Provided records:
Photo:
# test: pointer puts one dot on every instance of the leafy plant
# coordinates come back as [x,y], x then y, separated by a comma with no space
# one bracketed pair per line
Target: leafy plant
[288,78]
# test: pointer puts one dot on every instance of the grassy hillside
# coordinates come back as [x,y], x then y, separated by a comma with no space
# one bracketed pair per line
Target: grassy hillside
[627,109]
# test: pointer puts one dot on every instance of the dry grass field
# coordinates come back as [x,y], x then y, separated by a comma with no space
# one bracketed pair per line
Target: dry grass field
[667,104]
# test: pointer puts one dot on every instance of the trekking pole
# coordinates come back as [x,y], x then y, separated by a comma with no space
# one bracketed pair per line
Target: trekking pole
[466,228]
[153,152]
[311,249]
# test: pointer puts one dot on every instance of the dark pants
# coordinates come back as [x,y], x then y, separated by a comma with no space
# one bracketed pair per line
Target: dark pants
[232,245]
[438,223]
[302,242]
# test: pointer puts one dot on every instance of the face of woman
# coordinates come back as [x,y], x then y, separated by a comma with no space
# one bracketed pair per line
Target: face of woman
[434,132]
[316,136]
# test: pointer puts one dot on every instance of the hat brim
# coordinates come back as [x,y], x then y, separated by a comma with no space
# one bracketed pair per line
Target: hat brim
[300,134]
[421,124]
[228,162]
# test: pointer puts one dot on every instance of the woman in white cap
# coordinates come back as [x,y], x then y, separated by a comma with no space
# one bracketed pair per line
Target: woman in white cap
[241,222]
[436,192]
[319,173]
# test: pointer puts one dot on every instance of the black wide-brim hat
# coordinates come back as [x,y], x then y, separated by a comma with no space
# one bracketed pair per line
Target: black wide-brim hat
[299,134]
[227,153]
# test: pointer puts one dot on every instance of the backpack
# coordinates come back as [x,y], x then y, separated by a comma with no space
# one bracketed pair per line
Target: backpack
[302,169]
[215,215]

To do:
Starting with the line that contains "the dark pants" and continuing through the end of the entries, render those lines as a numbered list, omitting any blank lines.

Output of the task:
1. # test: pointer puts one dot on every instance of the dark pants
2. # coordinates come back as [x,y], x then y, separated by a comma with no space
3. # one bracketed pair per line
4. Target: dark pants
5. [232,245]
6. [438,223]
7. [302,242]
8. # test: pointer puts one dot on every instance of the face of woman
9. # coordinates come back as [x,y], x then y, separated by a comma with no space
10. # one bracketed pair per line
11. Target: face of woman
12. [434,132]
13. [316,136]
14. # test: pointer puts one dot on every instance of the hat brim
15. # coordinates come back as [x,y], x then y, separated by a comma with no space
16. # one bracketed pair per line
17. Target: hat brim
18. [300,134]
19. [421,124]
20. [228,162]
21. # test: pointer puts one dot on every instance of the woman in white cap
22. # coordinates come back as [x,y], x then y, separated by a comma with no space
23. # one bracketed pair per line
24. Target: woman in white cap
25. [241,222]
26. [436,192]
27. [319,173]
28. # test: pointer puts one dot on every instance of the black wide-brim hat
29. # coordinates come back as [x,y], x then y, separated by a comma with no space
30. # one bracketed pair per line
31. Target: black wide-brim hat
32. [299,134]
33. [227,153]
34. # test: pointer puts one dot on every instance of the backpack
35. # coordinates come back as [x,y], x then y, separated by a comma with no space
36. # one bracketed pair per line
37. Target: backpack
38. [302,169]
39. [215,215]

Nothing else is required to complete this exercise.